* TEXT SECTION *

— Start —

Hash consing is better suited to more static data, like literals, or types in systems without type-level beta rules, such as simple type theory, Hindley-Milner or System F. In those cases, hash consing fully captures the compression which is possible by rewriting along conversion rules.

Strict vs lazy evaluation

In dependently typed elaboration, at least some laziness is essential, because some parts of the program may need to be evaluated, but we don't know anything about which parts, until we actually do the elaboration.

At the same time, laziness has significant overhead, so we should limit it to the necessary amount.

Smalltt has the following approach:

Top-level and local definitions are lazy.
We instantiate Pi types during elaboration with lazy values.
Applications headed by top-level variables are lazy.
Any other function application is call-by-value during evaluation.

The reasoning is the following. First, it does not make sense to have strict evaluation during infer/check, because that would cause the entire program to be evaluated during elaboration. Hence the laziness of definitions and Pi instantiation.

On the other hand, evaluation is really only forced by conversion checking. The bulk of the program is never forced by conversion checking, so we might as well make evaluation a bit stricter when it is actually forced, to make it faster.

However, glued evaluation mandates that top-level spines are lazily evaluated. So we keep that lazy, and otherwise have call-by-value function applications.

This seems to work well in practice. While there are some cases where it does superfluous work, in realistic code we still get plenty of laziness through let-definitions and top-level variables.

Approximate conversion checking

Approximate conversion checking means deciding conversion without computing all beta-redexes. It's an important feature in pretty much every major TT implementation. For example, if I again have oneMillion as a definition, checking that oneMillion is convertible to itself should immediately return with success, without unfolding the numeral.

An important property here is whether a system permits approximate meta solutions. For example, if I unify f ?0 = f ?1 where f is a defined function, I might skip computing the f application, and pretend that f is injective, solving ?0 with ?1. But if f is actually a constant function, this causes ?0 and ?1 to be unnecessarily equated. AFAIK Coq and Lean both permit approximate solutions, and Agda does not.
Another property is how optimistic the approximation algorithm is. A very optimistic algorithm might do the following: if we have identical defined head symbols on sides, first we try to unify spines, and if that fails we retry with unfolding. This algorithm expects that unifiable values are nearby, i.e. reachable after few reductions. The downside of unbounded optimism is that recursive backtracking can cause massive slowdown when unifiable values are not in fact near.

— End —

Carry on the text above about dependently typed elaboration from the point where it ends.

* DATA ROWS *
— Start —

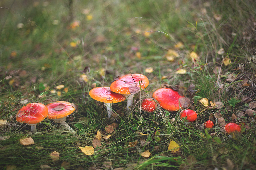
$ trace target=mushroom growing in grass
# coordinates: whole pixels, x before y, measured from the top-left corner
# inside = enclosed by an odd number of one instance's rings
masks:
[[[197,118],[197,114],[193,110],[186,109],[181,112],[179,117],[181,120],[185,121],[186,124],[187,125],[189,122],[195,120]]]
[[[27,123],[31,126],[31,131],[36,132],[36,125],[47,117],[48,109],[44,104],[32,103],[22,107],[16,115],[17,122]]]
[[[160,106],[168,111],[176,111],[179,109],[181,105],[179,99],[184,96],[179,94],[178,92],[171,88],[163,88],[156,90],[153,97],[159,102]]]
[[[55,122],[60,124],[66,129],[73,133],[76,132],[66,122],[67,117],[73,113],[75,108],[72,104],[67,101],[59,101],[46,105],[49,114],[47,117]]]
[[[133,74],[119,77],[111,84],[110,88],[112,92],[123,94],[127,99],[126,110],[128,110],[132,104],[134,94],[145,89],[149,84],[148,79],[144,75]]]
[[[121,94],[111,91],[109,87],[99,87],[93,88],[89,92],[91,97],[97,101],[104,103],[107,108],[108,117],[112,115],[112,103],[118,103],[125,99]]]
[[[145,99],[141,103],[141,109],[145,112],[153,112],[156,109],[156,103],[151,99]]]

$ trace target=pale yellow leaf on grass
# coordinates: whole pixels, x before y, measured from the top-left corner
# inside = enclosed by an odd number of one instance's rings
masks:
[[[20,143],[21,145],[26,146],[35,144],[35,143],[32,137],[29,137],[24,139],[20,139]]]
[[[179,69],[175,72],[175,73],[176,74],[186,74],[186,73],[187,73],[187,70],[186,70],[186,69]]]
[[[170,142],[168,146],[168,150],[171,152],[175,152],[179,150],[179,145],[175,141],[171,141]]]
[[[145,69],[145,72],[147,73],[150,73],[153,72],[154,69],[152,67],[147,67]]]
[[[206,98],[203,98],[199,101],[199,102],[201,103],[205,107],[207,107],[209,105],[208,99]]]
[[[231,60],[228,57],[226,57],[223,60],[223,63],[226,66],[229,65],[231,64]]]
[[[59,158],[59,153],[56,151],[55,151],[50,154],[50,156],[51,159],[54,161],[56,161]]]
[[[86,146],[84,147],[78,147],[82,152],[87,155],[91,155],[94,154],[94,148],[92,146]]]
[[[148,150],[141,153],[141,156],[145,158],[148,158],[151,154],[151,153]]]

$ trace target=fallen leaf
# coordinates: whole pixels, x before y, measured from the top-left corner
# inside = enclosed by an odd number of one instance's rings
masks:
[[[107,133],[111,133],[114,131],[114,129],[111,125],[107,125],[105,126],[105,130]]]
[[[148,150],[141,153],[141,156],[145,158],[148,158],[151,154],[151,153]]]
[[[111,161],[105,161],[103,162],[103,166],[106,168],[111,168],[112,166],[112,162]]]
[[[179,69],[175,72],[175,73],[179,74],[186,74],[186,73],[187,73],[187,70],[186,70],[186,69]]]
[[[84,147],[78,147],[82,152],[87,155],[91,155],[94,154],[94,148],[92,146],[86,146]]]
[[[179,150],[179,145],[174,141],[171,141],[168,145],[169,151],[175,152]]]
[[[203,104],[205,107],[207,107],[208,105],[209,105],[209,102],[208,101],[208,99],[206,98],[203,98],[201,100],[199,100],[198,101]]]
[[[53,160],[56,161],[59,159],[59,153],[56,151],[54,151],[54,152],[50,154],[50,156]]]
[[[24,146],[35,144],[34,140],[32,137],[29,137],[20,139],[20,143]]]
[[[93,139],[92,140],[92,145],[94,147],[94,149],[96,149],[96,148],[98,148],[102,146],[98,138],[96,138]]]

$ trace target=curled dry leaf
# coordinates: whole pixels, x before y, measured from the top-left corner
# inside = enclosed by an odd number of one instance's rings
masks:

— End —

* THE ANSWER *
Smalltt

Does not allow approximate meta solutions.
Has bounded approximation: it only performs limited speculation, and switches to full reductions on failure.

Concretely, smalltt has three states in unification: "rigid", "flex" and "full". See unify in src/Unification.hs for details.

"Rigid": this is the starting state. In this state we can solve metas, and can initiate speculation. Whenever we have the same top-level head symbol on both sides, we try to unify the spines in "flex" mode, if that fails, we unfold and evaluate the sides, and unify them in "full" mode. We stay in "rigid" mode when we recurse under canonical type and term formers.
"Flex": in this state we cannot solve metas, every situation which requires a meta solution fails. Moreover, we cannot unfold any top-level definition; if we have identical defined head symbols, we can recurse into spines, but any situation which requires unfolding also causes failure.
"Full": in this state we can solve metas, and we always immediately unfold any defined symbol.

Example. We unify cons oneMillion (cons oneMillion nil) with itself. Assume that cons and nil are rigid term formers for lists. We start in rigid mode, which recurses under the cons-es, and tries to unify oneMillion with itself twice. Both cases succeed speculatively, because head symbols match and oneMillion is applied to zero arguments.

Example. We unify const true true with const true false, where const is a top-level definition. We start in rigid mode, and since we have const head on both sides, we try to unify spines in flex mode. This fails, since true /= false. So we unfold the const-s, and unify sides in full mode.

In short, smalltt unification backtracks at most once on any path leading to a subterm ("sub-value" actually, since we recurse on values).

We could have a large number of different speculative algorithms. A natural generalization to smalltt is to parametrize the "rigid" state with the number of shots we get at speculation (smalltt has just one shot). We start in "rigid N" state, and when a speculative (flex) spine unification fails, we continue in "rigid (N-1)", and "rigid 0" corresponds to the "full" state. I had this briefly but did not find much difference in the benchmarks compared to the one-shot speculation. Alternatively, we could parameterize the "flex" mode with a number of allowed unfoldings (currently unfolding is not allowed).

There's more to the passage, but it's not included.